▶ _EXCERPT PROVIDED_:
────────────────
My wife and I saw Spider-Man: Far From Home yesterday. It was good (although for this movie-goer’s money, not as good as Spider-Man: Homecoming), but the problem I had with it wasn’t so much the movie as the theatre itself.
Jackie can’t watch 3D movies. They play with her head too much. So I’ve long known that if we’re going to watch a movie in a theatre, it can’t be in 3D (as much as any forced, computer-generated “3D” these days is actually really 3D or worth anyone’s time, but that’s for another post). But when I was booking our tickets for this movie, all I saw on the screen time was a little Screen-X logo, so all seemed well.
As we live in a big city, every couple of years, a new kind of movie-going experience is offered by the big theatre chain, Cineplex. Presumably in order to entice people out of their living rooms–with their AppleTV, Netflix, HBO, Amazon Prime, and myriad other streaming options that give people more things to watch in the comfort of their own homes than ever before–theatres are upping their game to lure people to keep coming out to catch movies on a big screen. Everything from more comfortable seating, to seats that shake and shimmy with the action (with improved sound quality to boost), to reserved seats, to reserved luxury seats with at-seat wait staff to bring you food and (even alcoholic) drinks… the list goes on.
Because we don’t go to movies that often, I admit I’m not exactly up-to-date on what the newest theatre bells-and-whistles offerings are. As such, I went ahead and bought our tickets for the Screen-X screening, knowing with total (ok, probably 98%) confidence that at least it wasn’t going to be in 3D. I assumed it was some bigger screen, or maybe a screen that was a bit curved, or whatever. It was clearly something different, because it was an extra dollar or two per ticket. But hey, we don’t see movies enough, the babysitter’s booked, screw the extra cost what whatever this new thing is, I’m buying in.
And we got there early and had good seats and everything was fine.
Um… until the commercials and previews were done.
That’s when the screen lit up and so did the left and right walls. We were surrounded by a promotional video that wrapped from the left wall, through the front screen, to the right wall, that showed off exactly what kind of theatre environment we were in. This, it became instantly clear to me, was Screen-X.
And Jackie said, “Uh-oh.”
And in my head, I did, too.
Because that’s when they showed a three-wall image of spheres… planets, maybe?… that the camera then began to twist through. And my stomach, which isn’t bothered by real world motion but has at times shown itself to be prone to being affected by convincing enough video game motion–I was sick to my stomach when playing an early LAN party game after hours at work, in which each player had a first-person view of a character who chased down the others in an arena complex to kill them with various types of crazy weapons, and I finished the first Portal game on my PC at home despite a lot of queasiness from the crazily twisting physics of that game (side note: I threw up in a garbage bin but kept playing the game at work, and ate a ton of candied ginger while playing Portal, because I’m a goddamn champ)–but yes, sure enough, my stomach was doing some gradual lurching with the visuals we were surrounded by.
────────────────
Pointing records
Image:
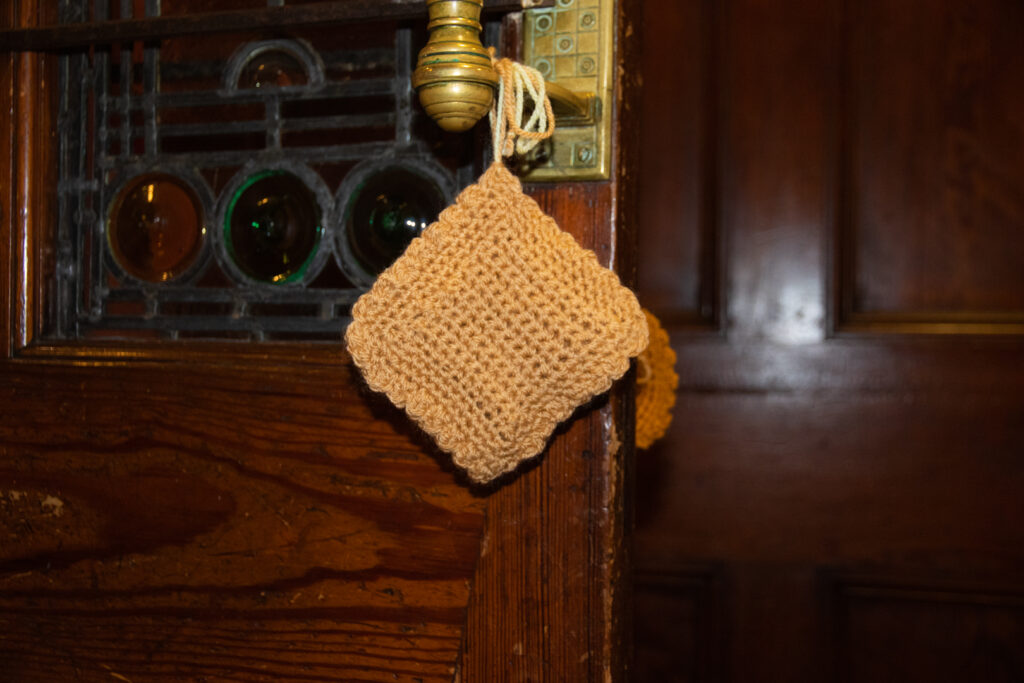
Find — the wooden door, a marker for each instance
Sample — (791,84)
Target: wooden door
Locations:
(832,221)
(177,510)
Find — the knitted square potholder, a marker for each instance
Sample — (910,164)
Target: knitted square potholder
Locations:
(495,325)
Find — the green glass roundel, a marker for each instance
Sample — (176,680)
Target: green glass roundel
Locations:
(272,226)
(385,212)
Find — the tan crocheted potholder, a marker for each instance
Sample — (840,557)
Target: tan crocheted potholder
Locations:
(656,383)
(494,326)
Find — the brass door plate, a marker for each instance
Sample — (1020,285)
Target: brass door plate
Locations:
(570,44)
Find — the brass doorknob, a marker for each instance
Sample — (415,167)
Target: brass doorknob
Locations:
(454,76)
(456,81)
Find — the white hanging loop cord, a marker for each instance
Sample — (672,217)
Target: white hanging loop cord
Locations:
(509,132)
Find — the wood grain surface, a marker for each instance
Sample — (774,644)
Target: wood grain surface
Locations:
(839,496)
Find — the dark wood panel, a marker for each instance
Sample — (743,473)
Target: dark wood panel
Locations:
(680,638)
(942,632)
(285,526)
(678,276)
(935,187)
(778,92)
(835,477)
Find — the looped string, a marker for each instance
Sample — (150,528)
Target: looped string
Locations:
(516,83)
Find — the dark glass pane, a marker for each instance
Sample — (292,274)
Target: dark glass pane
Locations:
(155,227)
(272,226)
(272,69)
(385,212)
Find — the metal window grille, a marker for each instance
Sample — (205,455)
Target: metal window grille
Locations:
(181,108)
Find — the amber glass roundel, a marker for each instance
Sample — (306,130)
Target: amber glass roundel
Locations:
(155,227)
(385,213)
(272,226)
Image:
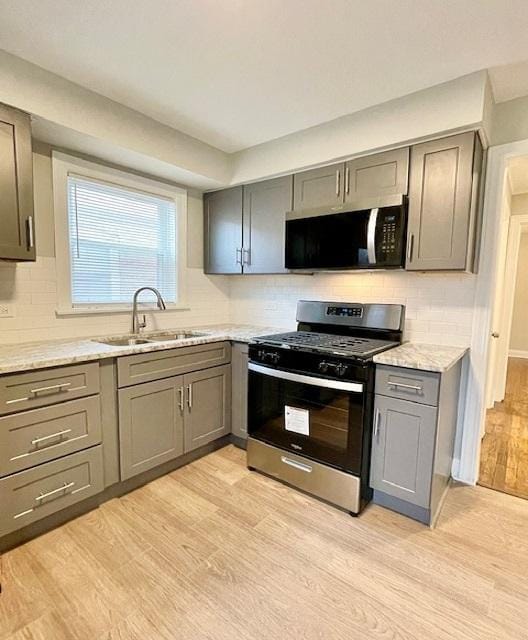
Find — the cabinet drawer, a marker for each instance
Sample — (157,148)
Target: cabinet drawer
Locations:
(40,435)
(146,367)
(408,384)
(31,495)
(21,391)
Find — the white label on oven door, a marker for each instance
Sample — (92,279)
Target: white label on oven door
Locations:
(297,420)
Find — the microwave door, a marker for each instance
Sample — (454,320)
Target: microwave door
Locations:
(371,236)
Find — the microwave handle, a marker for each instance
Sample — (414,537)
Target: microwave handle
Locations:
(371,236)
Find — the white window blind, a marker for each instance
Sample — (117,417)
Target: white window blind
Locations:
(120,240)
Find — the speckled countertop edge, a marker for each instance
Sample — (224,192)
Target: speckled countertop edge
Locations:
(421,356)
(30,356)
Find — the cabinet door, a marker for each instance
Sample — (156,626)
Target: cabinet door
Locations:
(382,174)
(403,449)
(150,425)
(265,207)
(440,195)
(223,231)
(17,240)
(208,406)
(239,366)
(319,187)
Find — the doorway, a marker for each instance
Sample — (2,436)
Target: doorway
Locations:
(504,449)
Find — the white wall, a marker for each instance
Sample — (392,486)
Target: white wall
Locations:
(439,306)
(460,104)
(519,330)
(30,289)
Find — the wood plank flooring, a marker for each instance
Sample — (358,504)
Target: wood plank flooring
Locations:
(213,551)
(504,453)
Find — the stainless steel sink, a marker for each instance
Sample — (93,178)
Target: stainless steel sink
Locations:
(123,342)
(175,335)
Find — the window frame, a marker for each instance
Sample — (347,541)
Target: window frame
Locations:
(64,165)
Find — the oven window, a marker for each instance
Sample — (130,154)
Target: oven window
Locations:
(325,424)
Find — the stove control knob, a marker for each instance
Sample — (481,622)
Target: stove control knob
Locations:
(341,369)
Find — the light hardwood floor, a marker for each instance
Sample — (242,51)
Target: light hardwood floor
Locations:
────────────────
▶ _EXERCISES_:
(1) Answer these questions using the Screen-X post:
(a) What does 3D do to Jackie?
(b) How much more did the Screen-X tickets cost?
(c) What did the writer eat while playing Portal?
(2) According to the Screen-X post, why did the writer buy the Screen-X tickets without knowing what Screen-X was, even though they cost more?
(3) Carry on the Screen-X post from the point where it stops.

▶ _EXPECTED OUTPUTS_:
(1)
(a) It plays with her head too much.
(b) An extra dollar or two per ticket.
(c) A ton of candied ginger.

(2) He was nearly certain the Screen-X showing wouldn't be in 3D, which Jackie can't watch. He accepted the extra cost because they don't see movies often and the babysitter was already booked.

(3)
I had Jackie do a time check at that point, almost as much for me as her, reminding her that theatre policy is that if you bail on a movie within 15 minutes of it starting, you can get your money back for the tickets. If we were going to pull the plug on this perhaps terrible, if sincerely well intended, Screen-X booking, we needed to do it soon.
Then the movie started and…
Nothing happened.
I mean… some things happened, but not what we were afraid of throwing up from concerned about.
If Far From Home was any indication, all that Screen-X does, despite its briefly mindfuck promo, is that there are some times during the movie where the walls light up and show an extension of the left and right sides of what you’re seeing on the screen. The opening scene, for instance, is a vehicle rolling through a street of a devastated town, and all that was offered on the left and right Screen-X’d walls was more of the building rubble you saw on the screen, following the vehicle as it moved.
Later in the movie, Spider-Man is on a rooftop (spoiler?), and the left and right walls of the theatre showed extensions of the building that was in the background of the shot.
There were long stretches–certainly the bulk of the movie–where the walls were just regular dark theatre walls.
Oh, and the times where the walls did light up and offer the extendo view of the sides of the main screen, they also weren’t as sharp. Movie screens are made to show crisp, clean, bright colours, and the images on walls were nowhere near that quality. So not only did they only offer (way) wider views of what’s on the sides of the screen, no action or characters or anything of any real interest, but also they didn’t do it nearly as well. There were even one or two moments on the rooftop where the shot would change angles again but the right wall was lagging and switched to the right image behind the left wall and main screen, which didn’t help my opinion of it.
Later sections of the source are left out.